◆ **The input**
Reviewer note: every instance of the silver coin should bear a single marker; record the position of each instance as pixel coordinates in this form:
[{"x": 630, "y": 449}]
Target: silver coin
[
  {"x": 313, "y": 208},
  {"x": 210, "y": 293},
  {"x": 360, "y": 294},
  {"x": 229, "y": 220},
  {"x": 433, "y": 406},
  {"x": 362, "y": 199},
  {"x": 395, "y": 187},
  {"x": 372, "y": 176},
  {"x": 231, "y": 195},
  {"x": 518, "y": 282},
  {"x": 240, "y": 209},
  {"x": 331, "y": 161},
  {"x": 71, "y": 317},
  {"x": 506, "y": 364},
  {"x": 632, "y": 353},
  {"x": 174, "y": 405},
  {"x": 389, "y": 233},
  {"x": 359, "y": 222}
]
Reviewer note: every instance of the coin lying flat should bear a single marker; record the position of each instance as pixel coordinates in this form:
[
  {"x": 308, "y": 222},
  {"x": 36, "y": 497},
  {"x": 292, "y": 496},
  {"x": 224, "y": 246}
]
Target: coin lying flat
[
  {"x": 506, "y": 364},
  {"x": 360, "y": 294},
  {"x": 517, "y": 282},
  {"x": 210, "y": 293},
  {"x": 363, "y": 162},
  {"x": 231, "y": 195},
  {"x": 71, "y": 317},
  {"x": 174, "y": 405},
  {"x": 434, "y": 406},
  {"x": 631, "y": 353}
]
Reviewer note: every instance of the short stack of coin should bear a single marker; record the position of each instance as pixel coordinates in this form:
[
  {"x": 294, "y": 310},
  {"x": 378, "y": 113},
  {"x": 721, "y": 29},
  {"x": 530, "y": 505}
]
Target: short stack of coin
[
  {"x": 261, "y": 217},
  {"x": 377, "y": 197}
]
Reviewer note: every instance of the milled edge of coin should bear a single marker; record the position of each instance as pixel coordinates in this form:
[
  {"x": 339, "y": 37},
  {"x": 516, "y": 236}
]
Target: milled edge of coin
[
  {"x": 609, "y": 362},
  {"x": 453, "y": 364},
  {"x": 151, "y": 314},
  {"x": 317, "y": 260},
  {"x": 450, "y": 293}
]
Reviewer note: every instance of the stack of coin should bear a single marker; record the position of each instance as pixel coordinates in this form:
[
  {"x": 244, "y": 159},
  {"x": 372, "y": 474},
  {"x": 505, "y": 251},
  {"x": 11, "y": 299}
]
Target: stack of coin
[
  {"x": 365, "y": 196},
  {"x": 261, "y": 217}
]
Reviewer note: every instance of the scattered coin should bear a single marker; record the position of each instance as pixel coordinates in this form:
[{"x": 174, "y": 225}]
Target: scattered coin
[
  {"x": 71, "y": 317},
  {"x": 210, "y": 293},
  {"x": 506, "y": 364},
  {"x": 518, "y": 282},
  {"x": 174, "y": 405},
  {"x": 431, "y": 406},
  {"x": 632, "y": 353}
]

◆ **Exercise prompt**
Output the records above precisely.

◆ **Output**
Reviewer note: every instance of the silver coin should bear a single marker; record the position of each instance as pixel coordinates in this form:
[{"x": 630, "y": 449}]
Target: silver coin
[
  {"x": 313, "y": 208},
  {"x": 210, "y": 293},
  {"x": 360, "y": 294},
  {"x": 229, "y": 220},
  {"x": 433, "y": 406},
  {"x": 362, "y": 199},
  {"x": 395, "y": 187},
  {"x": 372, "y": 176},
  {"x": 231, "y": 195},
  {"x": 518, "y": 282},
  {"x": 240, "y": 209},
  {"x": 331, "y": 161},
  {"x": 71, "y": 317},
  {"x": 506, "y": 364},
  {"x": 632, "y": 353},
  {"x": 174, "y": 405},
  {"x": 389, "y": 233},
  {"x": 359, "y": 222}
]
Reviewer note: every instance of the coin lying flat should bear a single marker; record the position of each instance as pixel coordinates in this form:
[
  {"x": 308, "y": 222},
  {"x": 36, "y": 497},
  {"x": 292, "y": 496},
  {"x": 224, "y": 246}
]
Target: coin lying flat
[
  {"x": 506, "y": 364},
  {"x": 360, "y": 294},
  {"x": 517, "y": 282},
  {"x": 210, "y": 293},
  {"x": 363, "y": 162},
  {"x": 231, "y": 195},
  {"x": 71, "y": 317},
  {"x": 174, "y": 405},
  {"x": 434, "y": 406},
  {"x": 631, "y": 353}
]
Reviewer note: every instance of the short stack of coin should bear a single marker; record the position of each instance as pixel coordinates in this form:
[
  {"x": 294, "y": 310},
  {"x": 378, "y": 113},
  {"x": 721, "y": 29},
  {"x": 530, "y": 505}
]
Target: short stack of coin
[
  {"x": 261, "y": 217},
  {"x": 377, "y": 197}
]
Reviewer note: every instance of the milled edge of coin should bear a single marker; record the position of each instance as pixel coordinates in this form:
[
  {"x": 339, "y": 37},
  {"x": 516, "y": 236}
]
Target: milled edge of coin
[
  {"x": 609, "y": 362},
  {"x": 453, "y": 364},
  {"x": 151, "y": 314},
  {"x": 317, "y": 260},
  {"x": 450, "y": 293}
]
Reviewer note: every instance of the stack of coin should bear a single marker; record the position of each instance as pixel coordinates in this form:
[
  {"x": 244, "y": 159},
  {"x": 372, "y": 474},
  {"x": 505, "y": 251},
  {"x": 11, "y": 299}
]
Target: stack of coin
[
  {"x": 365, "y": 196},
  {"x": 261, "y": 217}
]
Reviewer note: every instance of the scattered coin should bear a single marker; record the position of each instance as pixel coordinates in this form:
[{"x": 174, "y": 225}]
Target: scattered coin
[
  {"x": 71, "y": 317},
  {"x": 210, "y": 293},
  {"x": 506, "y": 364},
  {"x": 518, "y": 282},
  {"x": 174, "y": 405},
  {"x": 431, "y": 406},
  {"x": 632, "y": 353}
]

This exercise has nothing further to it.